Return the full listing, keeping every line exactly as it is.
*** Opening Exercise inputs ***
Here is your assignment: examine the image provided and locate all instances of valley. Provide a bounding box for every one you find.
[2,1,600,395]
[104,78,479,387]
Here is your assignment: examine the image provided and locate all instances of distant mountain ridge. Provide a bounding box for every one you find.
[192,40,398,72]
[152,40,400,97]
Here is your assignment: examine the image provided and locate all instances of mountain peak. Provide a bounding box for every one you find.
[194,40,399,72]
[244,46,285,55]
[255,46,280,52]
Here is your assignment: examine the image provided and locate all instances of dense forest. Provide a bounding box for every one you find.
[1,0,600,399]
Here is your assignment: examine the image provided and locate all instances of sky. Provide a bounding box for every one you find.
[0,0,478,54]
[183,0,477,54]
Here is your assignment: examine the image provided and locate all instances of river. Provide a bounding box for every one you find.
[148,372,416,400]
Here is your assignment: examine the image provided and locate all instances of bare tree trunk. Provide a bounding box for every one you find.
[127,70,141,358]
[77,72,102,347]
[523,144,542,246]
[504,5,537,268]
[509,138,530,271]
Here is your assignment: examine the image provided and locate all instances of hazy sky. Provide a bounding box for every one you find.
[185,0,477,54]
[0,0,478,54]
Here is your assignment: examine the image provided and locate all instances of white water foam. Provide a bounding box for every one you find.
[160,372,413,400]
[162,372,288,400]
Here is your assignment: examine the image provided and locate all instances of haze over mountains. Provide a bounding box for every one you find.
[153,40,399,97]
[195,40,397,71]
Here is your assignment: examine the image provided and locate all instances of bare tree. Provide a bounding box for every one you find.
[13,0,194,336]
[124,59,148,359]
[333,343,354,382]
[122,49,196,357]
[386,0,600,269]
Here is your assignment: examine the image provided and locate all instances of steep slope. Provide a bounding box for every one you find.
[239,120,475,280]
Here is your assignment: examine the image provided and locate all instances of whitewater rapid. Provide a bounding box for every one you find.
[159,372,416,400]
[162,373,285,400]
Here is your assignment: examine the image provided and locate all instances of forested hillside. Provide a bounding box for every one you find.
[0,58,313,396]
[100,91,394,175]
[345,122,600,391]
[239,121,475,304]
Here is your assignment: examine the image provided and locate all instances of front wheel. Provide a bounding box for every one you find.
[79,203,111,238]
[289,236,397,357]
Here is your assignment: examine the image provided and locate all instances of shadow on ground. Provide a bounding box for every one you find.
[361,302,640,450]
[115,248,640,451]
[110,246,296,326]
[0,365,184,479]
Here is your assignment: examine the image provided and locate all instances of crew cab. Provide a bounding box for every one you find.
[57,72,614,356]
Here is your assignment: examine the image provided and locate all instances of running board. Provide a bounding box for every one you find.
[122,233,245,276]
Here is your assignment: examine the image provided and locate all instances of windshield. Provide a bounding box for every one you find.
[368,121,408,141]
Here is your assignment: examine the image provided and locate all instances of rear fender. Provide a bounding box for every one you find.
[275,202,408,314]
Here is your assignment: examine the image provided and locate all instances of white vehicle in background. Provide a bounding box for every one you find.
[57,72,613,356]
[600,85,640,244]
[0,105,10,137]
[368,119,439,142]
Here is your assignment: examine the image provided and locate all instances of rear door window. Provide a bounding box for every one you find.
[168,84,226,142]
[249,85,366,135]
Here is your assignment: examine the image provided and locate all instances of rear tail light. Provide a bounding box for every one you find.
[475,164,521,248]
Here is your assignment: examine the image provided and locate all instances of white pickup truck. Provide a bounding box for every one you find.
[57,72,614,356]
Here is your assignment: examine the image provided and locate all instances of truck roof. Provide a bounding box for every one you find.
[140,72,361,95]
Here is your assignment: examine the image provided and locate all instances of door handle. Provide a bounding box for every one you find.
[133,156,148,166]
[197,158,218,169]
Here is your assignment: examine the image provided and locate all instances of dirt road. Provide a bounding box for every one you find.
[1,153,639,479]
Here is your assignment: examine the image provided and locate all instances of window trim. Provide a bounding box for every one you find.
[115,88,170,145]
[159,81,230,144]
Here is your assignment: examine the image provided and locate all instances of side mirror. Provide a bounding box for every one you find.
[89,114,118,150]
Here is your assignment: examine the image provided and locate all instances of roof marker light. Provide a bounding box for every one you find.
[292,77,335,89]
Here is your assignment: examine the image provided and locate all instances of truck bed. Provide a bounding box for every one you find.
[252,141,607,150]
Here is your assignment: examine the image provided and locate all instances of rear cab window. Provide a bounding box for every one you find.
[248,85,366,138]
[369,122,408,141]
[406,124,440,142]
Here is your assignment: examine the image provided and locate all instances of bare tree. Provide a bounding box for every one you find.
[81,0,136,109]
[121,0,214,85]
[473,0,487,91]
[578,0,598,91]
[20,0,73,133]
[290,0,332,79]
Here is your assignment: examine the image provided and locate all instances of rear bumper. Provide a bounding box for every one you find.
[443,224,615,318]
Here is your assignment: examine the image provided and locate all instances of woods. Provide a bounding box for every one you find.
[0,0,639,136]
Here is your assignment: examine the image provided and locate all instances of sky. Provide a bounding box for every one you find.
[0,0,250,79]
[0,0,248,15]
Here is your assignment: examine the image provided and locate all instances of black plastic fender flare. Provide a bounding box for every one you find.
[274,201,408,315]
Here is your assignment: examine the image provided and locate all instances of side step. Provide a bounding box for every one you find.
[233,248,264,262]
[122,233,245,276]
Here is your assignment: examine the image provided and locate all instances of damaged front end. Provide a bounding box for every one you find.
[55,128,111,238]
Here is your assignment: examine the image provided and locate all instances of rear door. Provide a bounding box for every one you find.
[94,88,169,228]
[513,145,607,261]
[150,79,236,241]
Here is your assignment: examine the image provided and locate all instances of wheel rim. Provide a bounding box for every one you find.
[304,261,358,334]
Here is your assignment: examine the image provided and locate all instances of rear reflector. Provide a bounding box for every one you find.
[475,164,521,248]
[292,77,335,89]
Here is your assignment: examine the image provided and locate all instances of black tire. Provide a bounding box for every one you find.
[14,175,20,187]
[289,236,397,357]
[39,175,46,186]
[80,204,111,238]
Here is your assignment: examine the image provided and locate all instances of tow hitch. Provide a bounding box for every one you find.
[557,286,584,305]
*** Closing Exercise inputs ***
[Expected answer]:
Here is your assignment: examine the image provided and locate all instances of valley. Provide a bounding box for every one you find.
[2,1,600,395]
[104,78,479,387]
Here is your assignment: examine the image provided and locate all instances of distant mountain ridge. Provide a bounding box for every one you find.
[192,40,398,72]
[152,40,400,97]
Here is your assignment: examine the image provided and locate all instances of mountain peak. Provide a bounding box for every one you find.
[194,40,399,72]
[244,46,285,55]
[255,46,280,52]
Here is your assignment: examine the image provided and locate all instances of dense forest. Provide a bounding box for every one you find.
[1,0,600,399]
Here is your assignment: examine the image provided and locate all instances of sky. Provide a bounding box for every one you find.
[0,0,478,54]
[183,0,477,54]
Here is your assignment: examine the image provided and locate all instances of river. Provide a bounding box for every one you find.
[148,372,416,400]
Here is your assignment: examine the image provided and locate all instances of bare tree trunk. Provide a bounding box for every one you find.
[127,70,141,358]
[77,72,102,347]
[523,144,542,246]
[504,5,537,268]
[509,138,530,271]
Here is your assignment: examine the image provided and locate all instances of hazy sky. Provide a bounding box for every one you find.
[185,0,477,54]
[0,0,478,54]
Here is your assignment: examine the image provided and locate all instances of white water foam. Provide a bounding box for every one you find.
[160,372,413,400]
[162,372,288,400]
Here is your assignment: examine the image provided and locate all instances of haze over mountains. Provide a bounding box for every one you find.
[153,40,399,97]
[195,40,397,71]
Here is your assignment: examine the image provided and locate all instances of bare tree. Provide a bounding box for every one you find.
[13,0,194,336]
[124,59,148,359]
[333,343,354,382]
[122,49,196,357]
[386,0,600,269]
Here is your assignment: examine the image provided and locate all instances of steep slope. Provide a bounding box for every one you find.
[239,120,475,280]
Here is your assignment: examine the image provided and locate all instances of whitewater rapid. Provide a bounding box for every one you find.
[159,372,416,400]
[162,373,285,400]
Here is your assignment: examine the image provided and locate all instances of forested hillside. Provide a bounding box for every one you find.
[0,58,313,396]
[100,91,394,175]
[345,122,600,391]
[239,121,475,304]
Here is your assignment: examine the image provided and locate all instances of front wheel. Provide a bounding box for every one you find.
[79,203,111,238]
[289,236,397,357]
Here is your assignment: examine the image provided and locate all instances of shadow on ground. Provide a bounding box for every one you find.
[361,302,640,450]
[115,248,640,451]
[110,246,296,326]
[0,365,184,479]
Here is your assignment: examine the image provided and locate all instances of crew cab. Provide a bounding box for every one you find.
[57,72,614,356]
Here is your assignment: examine the image provided and locate all instances of running board. Provide a bounding box for every one you find.
[122,233,245,276]
Here is your assignment: examine the image provided and locate all instances of windshield. Provide a bounding box for every one you find.
[368,121,408,141]
Here is your assignment: examine the image provided and locate all instances of rear fender. Provide a bounding box for every one you find.
[275,202,408,314]
Here is your assignment: examine the image provided and locate all instances of white vehicle in background. Provide a bounding box for every one you find.
[57,72,613,356]
[600,85,640,244]
[0,105,10,137]
[368,119,439,142]
Here is your assignment: examine the image provided and locate all instances of rear door window. Provide a bounding box for every one you find.
[168,84,226,142]
[249,85,366,135]
Here is your assignment: examine the image provided and locate all instances of rear tail light. Provide a bounding box for every one you find.
[475,164,521,248]
Here is your assignment: examine the image provided and locate all instances of white pickup truck. Provide a bounding box for every one you find.
[57,72,614,356]
Here is your assignment: examine the image provided and locate all instances of truck roof. Provide a bounding box for every one you find.
[140,72,361,95]
Here is your assignment: examine the image provided and locate all instances of door handle. Provide a bounding box for every one you find.
[133,156,148,166]
[197,158,218,169]
Here is your assignment: examine the image provided and locate all instances of dirt road. Provide a bounding box for every one you find.
[1,153,639,479]
Here is your assignment: examine the image provided and locate all instances of window trim. Provide a bounding box for every one you find.
[115,88,170,145]
[159,81,230,144]
Here is your assignment: examine the image provided and locate all instances of side mirror. Provide a bounding box for every one you find.
[89,114,118,150]
Here is your assignment: examine the image provided and locate all instances of roof marker light. Provide a bounding box for every one you find.
[292,77,335,89]
Here is your assignment: examine the image provided and locate all instances of truck bed. Provide a bounding box for every one you find.
[252,141,607,150]
Here is your assignment: examine the image provided and locate all instances of rear cab window. Provide a bounding box for every one you find.
[248,85,366,138]
[369,122,408,141]
[406,124,440,142]
Here is your assignment: examine the image provided and locate all instances of bare tree. Provide a bounding box for every one you find.
[81,0,136,109]
[121,0,214,85]
[473,0,487,91]
[578,0,598,91]
[20,0,73,133]
[290,0,332,79]
Here is your assignment: examine the image provided and locate all instances of rear bumper. Provide a bounding box for every one you find.
[443,224,615,318]
Here is your assignment: examine the image provided and locate all instances of woods. Provide a bounding box for every one you find.
[0,0,639,136]
Here is your assignment: examine the image provided and locate all instances of sky. Provide a bounding box for every one you find.
[0,0,250,79]
[0,0,248,15]
Here is your assignment: examine the image provided and locate all instances of black plastic fender flare. Provide a bounding box for every one you find.
[274,201,408,315]
Here is your assignment: examine the image provided and locate all instances of side step. Provide a bounding box for every one you find.
[233,248,264,262]
[122,233,245,276]
Here is your assignment: examine the image provided and locate all instances of damaged front end. Provide a bounding box for every one you find.
[55,128,111,238]
Here is your assignment: examine the image provided and locate all instances of rear door. Provide a bounding box for every one you find.
[94,88,169,228]
[513,145,607,261]
[150,79,236,241]
Here is your assignment: examine the image provided and locate all instances of wheel rim. Provide a bounding box for every one you find.
[304,261,358,334]
Here is your assignment: examine the image provided and locate all instances of rear reflector. Provide a bounding box for every one you find.
[475,164,521,248]
[292,77,335,89]
Here is your assignment: examine the image provided and locate all instances of black tire. Provide a bounding box for every one you find.
[14,175,20,187]
[289,236,397,357]
[39,175,46,186]
[80,204,111,238]
Here is your assignment: examine the image provided and locate all instances of tow hitch. Provide a bounding box for every one you find.
[557,286,584,305]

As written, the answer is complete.